WHAT YOU HAVE TO DO: Look through the data below for the line with "Target: breathing apparatus cylinder", and transcribe it exactly together with each line after it up to and including the line with "the form (430,156).". Give nothing else.

EXTRACTED ENTRIES:
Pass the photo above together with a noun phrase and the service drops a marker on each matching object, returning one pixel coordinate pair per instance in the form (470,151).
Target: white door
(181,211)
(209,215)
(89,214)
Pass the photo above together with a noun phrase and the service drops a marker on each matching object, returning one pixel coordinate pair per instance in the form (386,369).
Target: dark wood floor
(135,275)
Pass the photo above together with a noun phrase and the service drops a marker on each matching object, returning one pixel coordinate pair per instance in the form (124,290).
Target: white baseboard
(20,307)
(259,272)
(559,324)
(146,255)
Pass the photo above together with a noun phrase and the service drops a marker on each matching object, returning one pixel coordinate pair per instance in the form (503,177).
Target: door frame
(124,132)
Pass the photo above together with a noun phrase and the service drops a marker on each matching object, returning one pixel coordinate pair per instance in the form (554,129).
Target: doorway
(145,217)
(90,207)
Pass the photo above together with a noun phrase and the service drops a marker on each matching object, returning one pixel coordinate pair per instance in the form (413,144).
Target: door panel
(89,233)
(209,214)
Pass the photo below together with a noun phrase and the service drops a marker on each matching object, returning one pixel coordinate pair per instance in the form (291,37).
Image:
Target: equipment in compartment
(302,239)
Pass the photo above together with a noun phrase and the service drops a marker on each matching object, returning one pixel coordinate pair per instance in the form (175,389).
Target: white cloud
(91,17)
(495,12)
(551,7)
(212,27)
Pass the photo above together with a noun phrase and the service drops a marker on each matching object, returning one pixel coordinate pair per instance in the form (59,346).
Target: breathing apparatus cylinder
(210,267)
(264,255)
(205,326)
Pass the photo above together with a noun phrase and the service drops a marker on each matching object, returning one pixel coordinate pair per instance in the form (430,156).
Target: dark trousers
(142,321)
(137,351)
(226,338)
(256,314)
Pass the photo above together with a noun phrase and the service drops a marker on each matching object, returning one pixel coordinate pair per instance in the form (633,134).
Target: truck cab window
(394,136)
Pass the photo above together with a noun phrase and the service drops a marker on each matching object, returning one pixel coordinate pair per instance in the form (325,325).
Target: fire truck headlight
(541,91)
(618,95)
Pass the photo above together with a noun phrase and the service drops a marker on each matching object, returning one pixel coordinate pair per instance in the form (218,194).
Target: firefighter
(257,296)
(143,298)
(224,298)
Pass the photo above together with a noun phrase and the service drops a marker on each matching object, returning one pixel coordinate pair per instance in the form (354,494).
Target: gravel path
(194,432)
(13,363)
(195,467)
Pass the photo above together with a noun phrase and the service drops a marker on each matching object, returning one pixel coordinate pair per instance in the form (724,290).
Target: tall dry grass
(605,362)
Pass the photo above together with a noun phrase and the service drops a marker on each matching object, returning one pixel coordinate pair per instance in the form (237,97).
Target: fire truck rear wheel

RESULT OF THIS TASK:
Target: breathing apparatus cylinder
(210,267)
(264,255)
(205,326)
Pass the photo above together with a noun phrase and the service drops a marker on each matching object, returning one pixel coordinate pair per instance in the form (430,156).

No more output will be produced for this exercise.